5. Entschärfung erheblicher Einzelrisiken

Die Konsequenz aus den neuen Erkenntnissen sollte keine einfache und destruktive Blockade der Transaktion sein. Vorstand und Aufsichtsrat können vielmehr eine Modifikation der Vertragsmodalitäten in Erwägung ziehen. Danach wird die übliche Vertragsstrafe bei Nichtvollzug einer bindenden Übernahmevereinbarung bis zur Vorlage einer validierten Steuereinschätzung ausgesetzt. Außerdem kann der Kaufpreis in zwei Teile gegliedert werden: in einen Basispreis und in eine vom Zulassungserfolg bestimmter Entwicklungsprodukte abhängige „Earn-out“-Komponente. Im Erfolgsfall läge der Kaufpreis dann zwar oberhalb des bisher vorgesehenen Preises. Zugleich würde allerdings das Risiko merklich reduziert, bei Misserfolgen in der Produktentwicklung einen ökonomisch nicht zu rechtfertigenden Kaufpreis zu zahlen.

IV. Fazit

Die Unsicherheit von Synergieprognosen lässt sich zwar durch eine Szenarioanalyse abbilden, informativer ist jedoch eine Simulation der Wahrscheinlichkeitsverteilung der Gesamtsynergie. Hiergegen könnte man einwenden, dass ein solches Verfahren aufwendig ist und den Entscheidungsprozess in einer zeitkritischen Übernahmesituation in die Länge zieht. Das jedoch muss nicht der Fall sein, denn der eigentliche intellektuelle Aufwand besteht darin, belastbare Wahrscheinlichkeitsverteilungen für die Einzelsynergien festzulegen. Diese Festlegungen aber sollten bei einer seriösen Betrachtung der Einzelsynergien ohnehin bereits erfolgt sein. Auf dieser Grundlage lässt sich dann die Gesamtverknüpfung in einer mathematischen Wirkungsfunktion einfach und schnell programmieren, solange die Einzelsynergien voneinander hinreichend unabhängig sind.

Literaturhinweise:

  1. Graumann, WISU – Das Wirtschaftsstudium 2014, S. 317-320.

  2. Graumann/Grundei, DBW – Die Betriebswirtschaft 2011, S. 379-399.

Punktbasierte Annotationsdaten
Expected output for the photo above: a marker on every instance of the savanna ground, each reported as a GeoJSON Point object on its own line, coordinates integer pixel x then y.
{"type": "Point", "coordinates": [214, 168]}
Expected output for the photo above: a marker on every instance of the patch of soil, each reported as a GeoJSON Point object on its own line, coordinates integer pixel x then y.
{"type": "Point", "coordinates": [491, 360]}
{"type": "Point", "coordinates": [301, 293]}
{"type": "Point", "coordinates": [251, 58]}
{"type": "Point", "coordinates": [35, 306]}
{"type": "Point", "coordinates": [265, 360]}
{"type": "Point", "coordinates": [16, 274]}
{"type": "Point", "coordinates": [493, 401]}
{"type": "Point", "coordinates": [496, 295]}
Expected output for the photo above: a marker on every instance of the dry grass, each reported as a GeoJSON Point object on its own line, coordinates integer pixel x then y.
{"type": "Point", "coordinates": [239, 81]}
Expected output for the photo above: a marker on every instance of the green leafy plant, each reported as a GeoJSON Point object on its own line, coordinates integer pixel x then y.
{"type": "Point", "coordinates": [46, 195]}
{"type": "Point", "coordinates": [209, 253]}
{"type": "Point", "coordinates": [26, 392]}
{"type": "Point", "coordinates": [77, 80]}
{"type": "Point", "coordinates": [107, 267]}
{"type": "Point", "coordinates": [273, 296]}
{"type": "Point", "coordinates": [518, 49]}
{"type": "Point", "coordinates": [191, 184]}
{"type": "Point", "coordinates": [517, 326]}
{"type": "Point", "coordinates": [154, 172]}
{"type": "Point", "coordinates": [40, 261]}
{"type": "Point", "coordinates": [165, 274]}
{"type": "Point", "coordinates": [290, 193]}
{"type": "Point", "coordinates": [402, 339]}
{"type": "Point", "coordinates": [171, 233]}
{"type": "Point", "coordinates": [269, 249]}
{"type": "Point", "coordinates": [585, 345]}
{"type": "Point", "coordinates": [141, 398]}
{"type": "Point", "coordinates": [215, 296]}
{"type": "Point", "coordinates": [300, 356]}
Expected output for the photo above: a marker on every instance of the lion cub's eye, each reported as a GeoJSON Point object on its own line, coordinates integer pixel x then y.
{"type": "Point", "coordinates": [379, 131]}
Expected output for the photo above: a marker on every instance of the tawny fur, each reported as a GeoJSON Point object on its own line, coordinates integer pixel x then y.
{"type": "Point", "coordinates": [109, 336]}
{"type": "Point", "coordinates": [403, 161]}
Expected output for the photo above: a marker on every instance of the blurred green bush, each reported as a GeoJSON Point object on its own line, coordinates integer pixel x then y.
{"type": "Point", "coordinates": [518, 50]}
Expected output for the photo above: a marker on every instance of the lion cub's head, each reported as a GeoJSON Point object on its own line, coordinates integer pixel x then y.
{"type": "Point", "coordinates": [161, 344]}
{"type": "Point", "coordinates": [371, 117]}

==

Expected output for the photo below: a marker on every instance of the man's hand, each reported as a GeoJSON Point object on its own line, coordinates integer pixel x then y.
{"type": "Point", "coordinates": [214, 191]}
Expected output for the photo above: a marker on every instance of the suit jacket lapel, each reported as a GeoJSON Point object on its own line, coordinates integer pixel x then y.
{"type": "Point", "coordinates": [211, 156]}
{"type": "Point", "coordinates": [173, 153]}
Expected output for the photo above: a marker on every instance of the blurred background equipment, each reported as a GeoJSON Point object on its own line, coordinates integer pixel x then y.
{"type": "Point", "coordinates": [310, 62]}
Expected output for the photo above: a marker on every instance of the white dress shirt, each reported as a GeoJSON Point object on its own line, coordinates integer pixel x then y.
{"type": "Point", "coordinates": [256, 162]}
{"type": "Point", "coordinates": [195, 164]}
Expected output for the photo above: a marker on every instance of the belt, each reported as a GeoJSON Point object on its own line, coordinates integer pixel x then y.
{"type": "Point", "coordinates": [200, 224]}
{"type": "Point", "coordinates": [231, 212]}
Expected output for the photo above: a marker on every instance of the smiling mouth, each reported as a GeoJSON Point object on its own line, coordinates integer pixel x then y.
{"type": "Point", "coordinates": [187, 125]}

---

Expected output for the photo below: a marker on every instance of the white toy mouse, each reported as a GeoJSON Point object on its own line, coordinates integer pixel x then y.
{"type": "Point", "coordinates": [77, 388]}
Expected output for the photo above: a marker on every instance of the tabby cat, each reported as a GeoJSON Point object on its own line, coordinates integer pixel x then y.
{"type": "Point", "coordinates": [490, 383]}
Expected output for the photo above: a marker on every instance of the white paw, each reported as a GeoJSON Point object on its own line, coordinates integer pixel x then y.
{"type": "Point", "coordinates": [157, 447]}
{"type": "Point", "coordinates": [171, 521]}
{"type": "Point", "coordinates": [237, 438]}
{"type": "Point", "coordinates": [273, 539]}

Zu erledigen:
a – In welche zwei Teile lässt sich laut dem Textauszug der Kaufpreis gliedern?
b – Zieh aus den Daten alle Zeilen heraus, in denen das Wort „green“ vorkommt. Groß- und Kleinschreibung zählt.

Lösungen:
a – In einen Basispreis und eine vom Zulassungserfolg bestimmter Entwicklungsprodukte abhängige „Earn-out“-Komponente.

b –
Expected output for the photo above: a marker on every instance of the green leafy plant, each reported as a GeoJSON Point object on its own line, coordinates integer pixel x then y.
Expected output for the photo above: a marker on every instance of the blurred green bush, each reported as a GeoJSON Point object on its own line, coordinates integer pixel x then y.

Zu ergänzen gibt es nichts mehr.